[DOCUMENT EXCERPT]
>>>>>

Chromium-free surface-treated tinplate, production method and surface treating agent therefor

Abstract

Provided are a chromium-free surface-treated tinplate, a production method and a surface treating agent thereof. By coating, on the surface of a tinplate, an environmentally friendly aqueous surface treating agent containing 0.1-5 wt % of a zinc salt, 0.1-5 wt % of a zirconium salt and/or a molybdenum salt and 5-30 wt % of siloxane or polysiloxane, a layer of chromium-free passivation film having uniform and dense ingredients and a good performance and being stable is formed on the surface of a tin layer. The passivation film contains 0.1-20 mg/m.sup.2 of zinc, 0.1-20 mg/m.sup.2 of zirconium and/or molybdenum and 0.5-100 mg/m.sup.2 silicon. The passivation film can impart an excellent surface stability, corrosion resistance and paint film adhesion performance to the surface of the tinplate; in addition, contact with food is safe. The tinplate is comparable to chromium passivation in performance, and the production process thereof does not use a chromate, so that a truly green production process of a tinplate is achieved, complying with the requirements of increasingly strict environmental protection laws and regulations.

Claims

1. A chromium-free surface-treated tinplate, wherein a chromium-free passivation film is formed on a surface of a tin layer, wherein the chromium-free passivation film comprises 0.1-20 mg/m.sup.2 of zinc, 0.1-20 mg/m.sup.2 of zirconium and/or molybdenum, and 0.5-100 mg/m.sup.2 silicon, and wherein the chromium-free passivation film is also fluorine-free and phosphorus-free, wherein the zinc in the chromium-free passivation film is from a zinc salt, and the zinc salt is selected from the group consisting of zinc sulfate, zinc acetate, zinc nitrate, zinc gluconate, and zinc methionine; and the silicon in the chromium-free passivation film is from an organosiloxane or polysiloxane, and the organosiloxane or polysiloxane is obtained by hydrolysis of an epoxy silane coupling agent.

<<<<<

[STORED DATA]
>>>>>

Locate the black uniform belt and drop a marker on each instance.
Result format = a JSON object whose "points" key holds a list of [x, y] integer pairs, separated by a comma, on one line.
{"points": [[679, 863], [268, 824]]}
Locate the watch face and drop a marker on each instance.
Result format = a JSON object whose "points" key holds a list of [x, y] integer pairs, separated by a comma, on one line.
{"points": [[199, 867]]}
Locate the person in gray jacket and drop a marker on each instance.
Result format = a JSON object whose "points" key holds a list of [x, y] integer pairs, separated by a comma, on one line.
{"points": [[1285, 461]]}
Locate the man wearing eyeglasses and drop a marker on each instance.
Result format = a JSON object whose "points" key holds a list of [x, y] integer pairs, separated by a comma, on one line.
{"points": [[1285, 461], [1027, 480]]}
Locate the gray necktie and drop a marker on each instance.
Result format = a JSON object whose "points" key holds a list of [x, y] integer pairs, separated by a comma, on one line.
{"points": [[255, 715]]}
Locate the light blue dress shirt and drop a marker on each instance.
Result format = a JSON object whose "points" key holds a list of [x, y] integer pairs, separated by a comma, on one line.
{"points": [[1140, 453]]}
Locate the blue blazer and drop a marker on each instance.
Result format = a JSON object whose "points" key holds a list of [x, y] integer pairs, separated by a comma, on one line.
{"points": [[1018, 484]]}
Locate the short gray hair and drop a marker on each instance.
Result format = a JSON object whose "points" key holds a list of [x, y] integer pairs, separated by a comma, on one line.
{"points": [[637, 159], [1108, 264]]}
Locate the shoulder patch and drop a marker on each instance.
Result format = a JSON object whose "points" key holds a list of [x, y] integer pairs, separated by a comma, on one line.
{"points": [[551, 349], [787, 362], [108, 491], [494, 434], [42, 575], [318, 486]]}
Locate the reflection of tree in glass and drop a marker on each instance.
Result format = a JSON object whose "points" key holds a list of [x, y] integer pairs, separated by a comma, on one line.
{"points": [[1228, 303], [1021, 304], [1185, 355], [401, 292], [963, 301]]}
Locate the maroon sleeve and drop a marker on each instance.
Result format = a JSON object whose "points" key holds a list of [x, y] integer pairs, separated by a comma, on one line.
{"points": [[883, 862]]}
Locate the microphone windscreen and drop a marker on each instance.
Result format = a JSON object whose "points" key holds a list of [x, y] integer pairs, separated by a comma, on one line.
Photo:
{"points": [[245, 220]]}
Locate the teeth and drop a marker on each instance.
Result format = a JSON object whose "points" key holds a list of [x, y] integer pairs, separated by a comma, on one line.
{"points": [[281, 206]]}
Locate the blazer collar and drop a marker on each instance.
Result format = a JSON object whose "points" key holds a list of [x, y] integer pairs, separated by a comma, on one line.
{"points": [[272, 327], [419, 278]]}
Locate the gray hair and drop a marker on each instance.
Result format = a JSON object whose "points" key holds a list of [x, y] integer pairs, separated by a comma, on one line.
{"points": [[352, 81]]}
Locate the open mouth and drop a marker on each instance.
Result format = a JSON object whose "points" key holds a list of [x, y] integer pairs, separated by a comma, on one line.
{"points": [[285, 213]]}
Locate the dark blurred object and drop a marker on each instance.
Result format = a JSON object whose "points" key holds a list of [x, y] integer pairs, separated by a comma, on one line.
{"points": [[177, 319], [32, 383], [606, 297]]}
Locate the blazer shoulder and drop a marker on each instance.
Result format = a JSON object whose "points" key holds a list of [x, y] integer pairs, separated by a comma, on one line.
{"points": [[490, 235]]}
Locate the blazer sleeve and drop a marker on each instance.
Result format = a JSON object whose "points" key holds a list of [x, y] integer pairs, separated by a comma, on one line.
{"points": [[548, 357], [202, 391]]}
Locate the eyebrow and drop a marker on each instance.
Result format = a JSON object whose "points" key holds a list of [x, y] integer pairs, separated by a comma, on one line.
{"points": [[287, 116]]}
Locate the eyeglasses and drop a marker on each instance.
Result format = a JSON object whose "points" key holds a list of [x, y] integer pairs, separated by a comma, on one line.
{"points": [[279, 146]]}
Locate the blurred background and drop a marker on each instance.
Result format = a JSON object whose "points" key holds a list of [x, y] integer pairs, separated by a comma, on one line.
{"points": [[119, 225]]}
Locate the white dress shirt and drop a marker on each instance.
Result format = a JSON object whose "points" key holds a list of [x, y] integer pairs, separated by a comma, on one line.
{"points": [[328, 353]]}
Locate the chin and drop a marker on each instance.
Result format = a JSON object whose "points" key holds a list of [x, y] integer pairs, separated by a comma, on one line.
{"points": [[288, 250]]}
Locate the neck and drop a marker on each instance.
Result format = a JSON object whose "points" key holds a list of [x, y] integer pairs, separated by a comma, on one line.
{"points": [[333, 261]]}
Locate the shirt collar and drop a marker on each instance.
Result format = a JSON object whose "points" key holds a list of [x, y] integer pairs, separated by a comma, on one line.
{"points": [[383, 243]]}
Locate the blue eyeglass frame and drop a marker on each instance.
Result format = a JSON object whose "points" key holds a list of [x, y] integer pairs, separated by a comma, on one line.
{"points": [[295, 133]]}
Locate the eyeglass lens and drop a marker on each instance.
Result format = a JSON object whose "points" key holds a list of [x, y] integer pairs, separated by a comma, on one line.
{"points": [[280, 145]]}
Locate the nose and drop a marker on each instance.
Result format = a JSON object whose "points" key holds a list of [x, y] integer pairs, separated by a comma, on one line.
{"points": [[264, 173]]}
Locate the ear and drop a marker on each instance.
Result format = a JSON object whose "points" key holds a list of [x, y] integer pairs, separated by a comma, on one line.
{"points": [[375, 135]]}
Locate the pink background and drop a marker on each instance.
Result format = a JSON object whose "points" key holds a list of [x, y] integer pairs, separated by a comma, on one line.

<<<<<

[EXERCISE SET]
**1.** According to the patent text, the organosiloxane or polysiloxane is obtained by hydrolysis of what?
**2.** Reproduce everything in the patent text from "1. A chromium-free" down to "silane coupling agent.".
**3.** State whether each statement agrees with the patent text. Answer yes or no and quote the deciding words.
(a) The production process of the tinplate uses a chromate.
(b) The chromium-free passivation film is free of fluorine and phosphorus.
(c) Zinc chloride is among the listed zinc salts.

[ANSWERS GIVEN]
**1.** An epoxy silane coupling agent.

**2.**
1. A chromium-free surface-treated tinplate, wherein a chromium-free passivation film is formed on a surface of a tin layer, wherein the chromium-free passivation film comprises 0.1-20 mg/m.sup.2 of zinc, 0.1-20 mg/m.sup.2 of zirconium and/or molybdenum, and 0.5-100 mg/m.sup.2 silicon, and wherein the chromium-free passivation film is also fluorine-free and phosphorus-free, wherein the zinc in the chromium-free passivation film is from a zinc salt, and the zinc salt is selected from the group consisting of zinc sulfate, zinc acetate, zinc nitrate, zinc gluconate, and zinc methionine; and the silicon in the chromium-free passivation film is from an organosiloxane or polysiloxane, and the organosiloxane or polysiloxane is obtained by hydrolysis of an epoxy silane coupling agent.

**3.**
(a) No: "the production process thereof does not use a chromate"
(b) Yes: "the chromium-free passivation film is also fluorine-free and phosphorus-free"
(c) No: "the zinc salt is selected from the group consisting of zinc sulfate, zinc acetate, zinc nitrate, zinc gluconate, and zinc methionine"